Transcribe the stretch of the article on company car taxable benefits from "Some basic calculator" through "your taxable benefit.", word for word.

** START OF SUPPLIED TEXT **

The taxable benefit to an employee for the personal use of a company car is no laughing matter.
Jim Maroney:: For Canadians
If your employer offered to provide you with a company car, would you accept? Of course you say, only a fool would say no. But is the answer to the question really that easy? Certainly not, at least not once the taxable benefit is considered.
If your employer provides you with a company car, you will likely have to include a taxable benefit in your income each year to account for your personal use of the vehicle. You’ll find this taxable benefit in box 34 on your T4 slip. In actual fact, this taxable benefit really consists of two different elements: an operating cost benefit and a standby charge. As always, the underlying calculations can get quite involved so I’ll stick to the most common situation for ease of understanding.
The operating cost portion of the benefit is simply equal to 14 cents per kilometre of personal use. Looking at it from a different angle, every kilometre of personal use creates 14 cents of additional employment income which you will have to pay tax on. Remember that driving between your home and your place of work is normally considered to be personal use.
Some basic calculator work should reveal the size of your operating cost benefit. You’ll also need to know the employer-paid operating costs of your vehicle if there is any chance of reducing the size of your benefit.
Where the operating cost benefit is greater than the actual costs incurred by your employer you will usually be better off to reimburse your employer for such costs. As long as the reimbursement is done by February 14th, you can reduce or eliminate the operating cost portion of your taxable benefit.
The second element of the benefit, commonly referred to as the standby charge, is an amount that must be included in your income just for having the vehicle “available” for your use. In its simplest form, where the employer purchased the vehicle, the standby charge is computed as 2% of the actual cost of the vehicle (including PST and GST) for 30 day period that the vehicle is made available for use by the employee. Notice that the calculation is based on the original cost of the vehicle; there is no adjustment to account for the effect of depreciation as the vehicle ages. Evidently, Revenue Canada believes that vehicles never lose their value no matter how old they get.
For example, assume that your employer purchased a vehicle costing $27,360 ($24,000 before PST and GST) which was available for your use throughout 1997. The standby charge that would be included in your income would be equal to $6,566 (2% x $27,360 x 12 months). In a 50% tax bracket, this benefit would result in an additional income tax liability of $3,283 for each and every full year that the vehicle is available for your use. Now that’s not pocket change.

** END OF SUPPLIED TEXT **
** START OF GIVEN MATERIAL **

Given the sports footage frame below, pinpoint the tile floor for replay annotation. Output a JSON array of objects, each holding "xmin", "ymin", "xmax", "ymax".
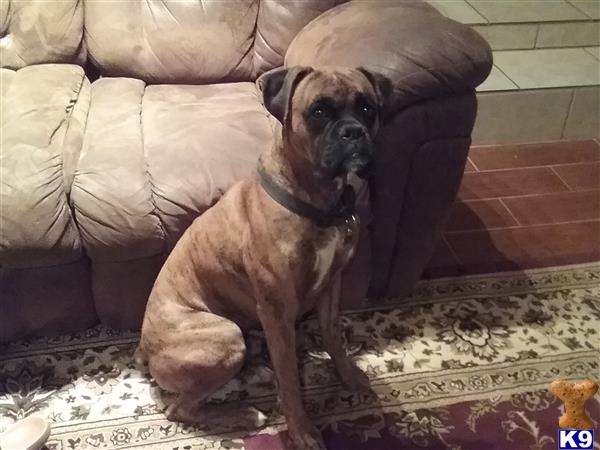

** END OF GIVEN MATERIAL **

RESULT FOR THIS TASK -
Some basic calculator work should reveal the size of your operating cost benefit. You’ll also need to know the employer-paid operating costs of your vehicle if there is any chance of reducing the size of your benefit.
Where the operating cost benefit is greater than the actual costs incurred by your employer you will usually be better off to reimburse your employer for such costs. As long as the reimbursement is done by February 14th, you can reduce or eliminate the operating cost portion of your taxable benefit.